*THE TASK*. Which lines in the rows below contain the string "mask"? Extract each of them in full, treating the match as case-sensitive.

*Extracted data entries*.
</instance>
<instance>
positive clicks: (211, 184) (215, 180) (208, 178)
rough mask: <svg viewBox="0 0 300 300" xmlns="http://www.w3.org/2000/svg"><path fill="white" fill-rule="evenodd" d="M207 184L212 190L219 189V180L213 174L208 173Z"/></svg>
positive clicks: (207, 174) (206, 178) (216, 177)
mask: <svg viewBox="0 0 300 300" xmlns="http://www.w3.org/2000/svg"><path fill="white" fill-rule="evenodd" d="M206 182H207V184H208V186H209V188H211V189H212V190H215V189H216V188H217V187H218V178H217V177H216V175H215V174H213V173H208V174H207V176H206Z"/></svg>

*OUTPUT FOR THIS EXERCISE*.
rough mask: <svg viewBox="0 0 300 300" xmlns="http://www.w3.org/2000/svg"><path fill="white" fill-rule="evenodd" d="M207 184L212 190L219 189V180L213 174L208 173Z"/></svg>
mask: <svg viewBox="0 0 300 300" xmlns="http://www.w3.org/2000/svg"><path fill="white" fill-rule="evenodd" d="M206 182H207V184H208V186H209V188H211V189H212V190H215V189H216V188H217V187H218V178H217V177H216V175H215V174H213V173H208V174H207V176H206Z"/></svg>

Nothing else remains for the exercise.